▸ **EXTRACT TO READ**

= Beginning of Section =

The stage, intricately decorated to mirror the inside of Bloomingdale’s, changes floor to floor. It is an elevator, bathroom, changing room, café, another bathroom, salon, and like, three more bathrooms. 
It is their safe space for the evening, acting as a platform for those experiencing menopause to be seen and heard during what is described as the “most uncomfortable” time in their lives.

The Earth Mother (Melanie Souza), front, struggles to read the menu at the cafe in Beef & Boards Dinner Theatre’s production of “Menopause The Musical,” now on stage through Feb. 4 . (Photo provided/Beef and Boards)

Act I focus heavily on all the horrible symptoms of menopause, and each character’s struggle is hashed out by adding new lyrics to parody versions of popular songs from the 1960s, ‘70s and ‘80s. For example, “Stayin’ Alive” and “The Lion Sleeps Tonight” are used to describe the pains of insomnia, while “Heat Wave” and “Wishin’ and Hopin’” break the fourth wall to relay the occurrence of hot flashes.

I mean, there is nothing quite like sitting in an auditorium and hearing the warm sound of (primarily women’s) laughter and (men’s) confusion as the characters onstage sing about night sweats, forgetfulness and wrinkles. The humor is easy, tangible and relatable — even for those who have not yet or will not experience “the change.” 

It is easy to see women you know in the Iowa Housewife, Professional Woman, Earth Mother and Soap Star as they dance through the department store dressed as Sonny and Cher singing about still being afraid to stand up to their mothers.

Act II takes a bit of a turn, where there is acceptance, there is humor. Songs like “What’s Love Got To Do With It,” “Good Vibrations” and “Only You” are whimsically choreographed and performed as each of our ladies describes their ever-changing relationship with sex — or lack thereof.

= End of Section =

▸ **DATA EXTRACT**
= Beginning of Section =

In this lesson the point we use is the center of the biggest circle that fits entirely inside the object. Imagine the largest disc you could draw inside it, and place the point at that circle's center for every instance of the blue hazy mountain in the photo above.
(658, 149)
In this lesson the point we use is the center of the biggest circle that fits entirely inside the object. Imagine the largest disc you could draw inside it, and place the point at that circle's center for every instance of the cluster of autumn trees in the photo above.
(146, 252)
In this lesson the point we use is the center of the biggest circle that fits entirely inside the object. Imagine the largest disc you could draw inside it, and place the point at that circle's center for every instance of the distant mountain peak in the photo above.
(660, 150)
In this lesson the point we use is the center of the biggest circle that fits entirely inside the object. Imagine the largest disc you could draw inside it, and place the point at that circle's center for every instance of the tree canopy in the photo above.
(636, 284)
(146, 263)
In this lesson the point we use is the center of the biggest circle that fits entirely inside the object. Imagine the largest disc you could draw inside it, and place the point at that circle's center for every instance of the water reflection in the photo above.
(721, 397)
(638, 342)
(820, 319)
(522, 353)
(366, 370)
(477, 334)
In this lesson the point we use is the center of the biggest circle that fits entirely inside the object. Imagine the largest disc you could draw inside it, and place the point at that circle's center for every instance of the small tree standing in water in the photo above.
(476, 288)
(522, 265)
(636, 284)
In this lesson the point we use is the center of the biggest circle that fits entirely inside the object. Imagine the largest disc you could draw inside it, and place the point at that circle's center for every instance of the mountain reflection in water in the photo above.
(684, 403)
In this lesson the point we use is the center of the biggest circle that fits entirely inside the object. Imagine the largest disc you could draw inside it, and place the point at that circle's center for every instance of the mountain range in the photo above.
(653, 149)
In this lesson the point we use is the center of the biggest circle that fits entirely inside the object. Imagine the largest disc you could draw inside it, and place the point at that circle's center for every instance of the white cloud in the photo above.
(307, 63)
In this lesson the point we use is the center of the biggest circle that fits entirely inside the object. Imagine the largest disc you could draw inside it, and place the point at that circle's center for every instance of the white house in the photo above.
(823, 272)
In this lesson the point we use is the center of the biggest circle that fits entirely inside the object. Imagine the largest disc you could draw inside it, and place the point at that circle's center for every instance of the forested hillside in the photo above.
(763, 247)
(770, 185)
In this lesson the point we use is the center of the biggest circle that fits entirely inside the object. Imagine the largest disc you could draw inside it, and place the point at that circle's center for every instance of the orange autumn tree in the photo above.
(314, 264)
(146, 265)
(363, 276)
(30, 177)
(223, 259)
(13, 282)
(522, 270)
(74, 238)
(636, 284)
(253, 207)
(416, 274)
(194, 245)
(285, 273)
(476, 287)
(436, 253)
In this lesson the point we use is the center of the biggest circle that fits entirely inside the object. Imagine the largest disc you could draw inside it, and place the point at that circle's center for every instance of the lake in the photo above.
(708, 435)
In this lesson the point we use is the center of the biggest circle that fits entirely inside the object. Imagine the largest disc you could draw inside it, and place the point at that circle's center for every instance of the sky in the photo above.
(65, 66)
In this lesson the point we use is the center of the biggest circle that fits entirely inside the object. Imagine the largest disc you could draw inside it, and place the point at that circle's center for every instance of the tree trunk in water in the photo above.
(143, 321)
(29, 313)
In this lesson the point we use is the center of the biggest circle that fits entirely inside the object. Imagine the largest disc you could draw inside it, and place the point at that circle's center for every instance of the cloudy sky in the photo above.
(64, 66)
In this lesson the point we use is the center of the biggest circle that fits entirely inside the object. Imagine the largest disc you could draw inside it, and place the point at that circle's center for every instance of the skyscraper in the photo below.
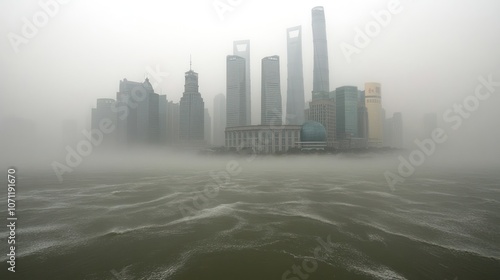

= End of Section =

▸ **TASK DESCRIPTION**
Carry on the review of "Menopause The Musical" from its final sentence, the one about Act II's songs and each character's relationship with sex.

▸ **RESPONSE**
Spoiler: The end of the show is interactive. But it is a parody of “YMCA,” so if you go, you have no excuse not to participate. It is fun and wholesome, I promise.

Rather than poke fun at women’s expense, like many older musicals (that do not age well) have, “Menopause the Musical” is purely a celebration of women and, if anything, educational.

Although “Menopause the Musical” is suitable for audience members of all genders and ages, I would argue that menopausal and postmenopausal theatergoers will likely have the best experience and be able to relate most to the wonderful characters on stage.

And in about 20ish years, I will too.

“Menopause the Musical” is showing at Beef & Boards Dinner Theatre, 9301 Michigan Road, for 36 performances through Feb. 4, weekdays and Saturday evenings at 8 p.m., Sunday evenings at 7 p.m., and select matinees at 1 p.m. A dinner buffet and select beverages are available prior to each show. Tickets range from $55-$82 and are available to purchase at beefandboards.com.